Your task is to return the listing below word for word, without any of its images.

Data:
********************
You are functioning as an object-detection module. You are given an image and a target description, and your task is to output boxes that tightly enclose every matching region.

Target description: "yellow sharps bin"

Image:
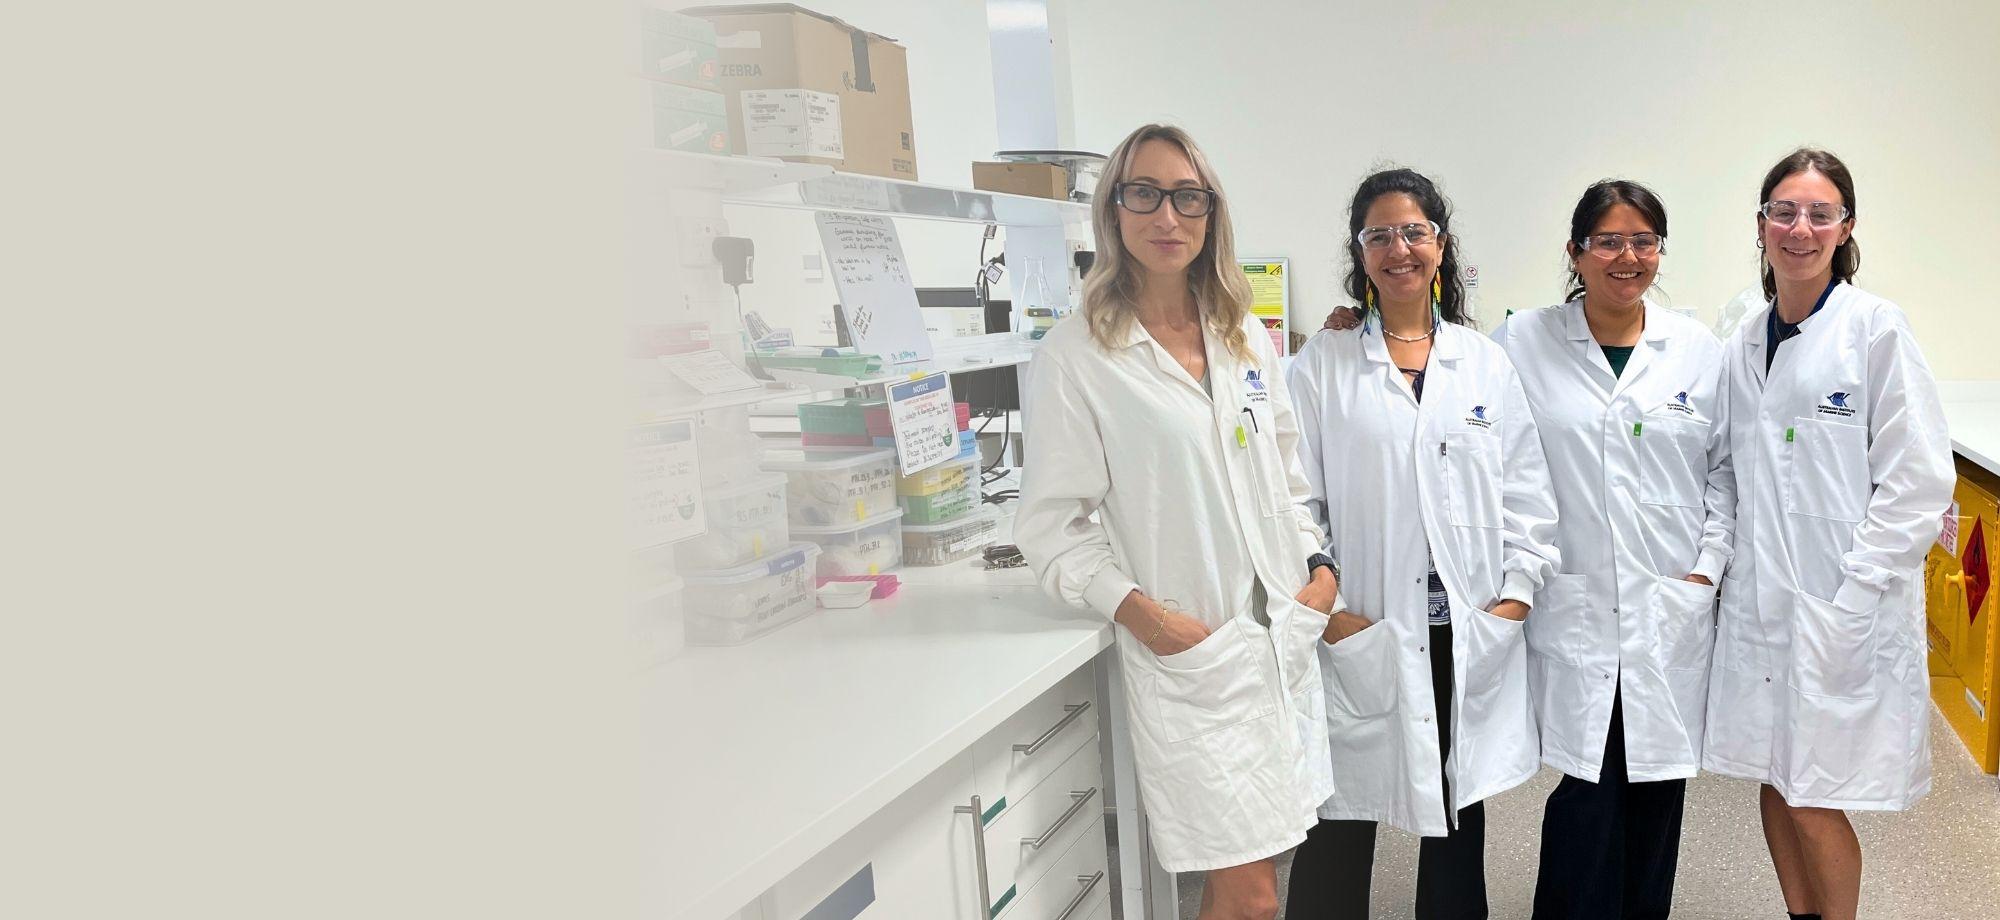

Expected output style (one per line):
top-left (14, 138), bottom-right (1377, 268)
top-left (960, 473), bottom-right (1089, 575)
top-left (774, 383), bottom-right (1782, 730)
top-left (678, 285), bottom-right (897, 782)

top-left (1926, 456), bottom-right (2000, 773)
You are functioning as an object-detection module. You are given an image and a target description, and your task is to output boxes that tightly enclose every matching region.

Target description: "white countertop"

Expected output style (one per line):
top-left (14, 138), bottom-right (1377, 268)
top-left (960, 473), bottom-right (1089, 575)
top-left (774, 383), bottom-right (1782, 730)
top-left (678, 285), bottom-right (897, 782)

top-left (1940, 380), bottom-right (2000, 476)
top-left (646, 574), bottom-right (1111, 920)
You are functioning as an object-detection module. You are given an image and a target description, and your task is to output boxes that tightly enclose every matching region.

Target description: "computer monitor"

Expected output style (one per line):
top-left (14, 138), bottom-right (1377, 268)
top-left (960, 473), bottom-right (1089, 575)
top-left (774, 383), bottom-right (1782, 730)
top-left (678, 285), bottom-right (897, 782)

top-left (914, 287), bottom-right (1018, 419)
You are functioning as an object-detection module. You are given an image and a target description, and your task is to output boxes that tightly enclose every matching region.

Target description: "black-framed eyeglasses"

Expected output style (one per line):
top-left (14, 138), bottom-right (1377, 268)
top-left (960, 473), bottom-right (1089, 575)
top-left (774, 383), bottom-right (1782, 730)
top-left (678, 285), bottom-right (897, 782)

top-left (1114, 183), bottom-right (1217, 218)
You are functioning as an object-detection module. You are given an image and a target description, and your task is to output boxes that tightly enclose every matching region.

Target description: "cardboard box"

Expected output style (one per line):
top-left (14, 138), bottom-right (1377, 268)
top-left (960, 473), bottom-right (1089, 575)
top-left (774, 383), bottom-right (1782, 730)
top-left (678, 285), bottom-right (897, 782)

top-left (652, 82), bottom-right (730, 154)
top-left (972, 162), bottom-right (1069, 200)
top-left (640, 7), bottom-right (719, 89)
top-left (684, 4), bottom-right (917, 180)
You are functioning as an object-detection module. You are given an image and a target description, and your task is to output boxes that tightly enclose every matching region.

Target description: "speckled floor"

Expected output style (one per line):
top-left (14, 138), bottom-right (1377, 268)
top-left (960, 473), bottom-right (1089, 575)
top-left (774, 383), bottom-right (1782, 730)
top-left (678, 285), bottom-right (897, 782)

top-left (1130, 707), bottom-right (2000, 919)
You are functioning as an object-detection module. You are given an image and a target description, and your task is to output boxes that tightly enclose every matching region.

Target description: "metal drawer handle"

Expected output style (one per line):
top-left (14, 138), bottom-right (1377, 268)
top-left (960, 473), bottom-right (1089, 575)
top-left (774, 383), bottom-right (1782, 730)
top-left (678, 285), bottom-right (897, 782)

top-left (1014, 701), bottom-right (1091, 756)
top-left (1021, 787), bottom-right (1099, 850)
top-left (1053, 871), bottom-right (1106, 920)
top-left (953, 795), bottom-right (992, 914)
********************
Your solution:
You are functioning as an object-detection module. You are given an image and a target description, and your task is to output boxes that tightly enclose every matching region.

Target description: "yellow sharps bin"

Image:

Expected output style (one per line):
top-left (14, 138), bottom-right (1377, 268)
top-left (960, 473), bottom-right (1089, 575)
top-left (774, 383), bottom-right (1782, 730)
top-left (678, 285), bottom-right (897, 782)

top-left (1926, 456), bottom-right (2000, 773)
You are functioning as an object-detection module. You are given an image and a target description, and your task is to output boxes that tightly enclose every matching region.

Target description: "white countertop"

Expected output style (one per line):
top-left (14, 138), bottom-right (1377, 268)
top-left (960, 473), bottom-right (1089, 575)
top-left (774, 383), bottom-right (1782, 730)
top-left (678, 285), bottom-right (897, 782)

top-left (1940, 380), bottom-right (2000, 476)
top-left (646, 574), bottom-right (1111, 920)
You are functioning as an object-detection module. You are given an image and a target description, and your task is to output boxes that tightly enclose every matching region.

Target description: "computer monitor"

Expected output style (one per line):
top-left (14, 138), bottom-right (1377, 268)
top-left (960, 473), bottom-right (1089, 575)
top-left (774, 383), bottom-right (1782, 730)
top-left (678, 285), bottom-right (897, 782)

top-left (914, 287), bottom-right (1018, 419)
You are functioning as an object-detection module. You are given an image and a target description, and your task is to output boxes that tightly enclose every matching region.

Target description: "black-framed eyeglasses"

Expected output style (one per line):
top-left (14, 138), bottom-right (1377, 268)
top-left (960, 473), bottom-right (1089, 575)
top-left (774, 383), bottom-right (1782, 730)
top-left (678, 285), bottom-right (897, 782)

top-left (1114, 183), bottom-right (1217, 218)
You are functioning as an object-detection module. You are given an image and a target description, and your task is to output boxes that tightly enclose every matching region.

Target description: "cardboard box"

Expected output style (one per line):
top-left (14, 138), bottom-right (1377, 268)
top-left (960, 473), bottom-right (1089, 575)
top-left (774, 383), bottom-right (1782, 730)
top-left (678, 285), bottom-right (897, 782)

top-left (652, 82), bottom-right (730, 154)
top-left (972, 162), bottom-right (1069, 200)
top-left (640, 7), bottom-right (719, 89)
top-left (684, 4), bottom-right (917, 180)
You are functioning as an object-detection module. You are given an image and a target description, and your task is to output boxes that tightly enclose every matching region.

Target description: "speckled floor"

Expected output style (one per line):
top-left (14, 138), bottom-right (1377, 268)
top-left (960, 473), bottom-right (1089, 575)
top-left (774, 383), bottom-right (1782, 730)
top-left (678, 285), bottom-right (897, 782)

top-left (1130, 707), bottom-right (2000, 919)
You are functioning as an object-detection module. You are given an image and a target description, and your task is to output boxes that tightly enclose every matching region.

Target description: "metal drawer handle"

Expected output style (one per line):
top-left (14, 138), bottom-right (1377, 268)
top-left (960, 473), bottom-right (1089, 575)
top-left (774, 383), bottom-right (1782, 730)
top-left (678, 285), bottom-right (897, 782)

top-left (1014, 701), bottom-right (1091, 756)
top-left (1021, 787), bottom-right (1099, 850)
top-left (1053, 871), bottom-right (1106, 920)
top-left (953, 795), bottom-right (992, 914)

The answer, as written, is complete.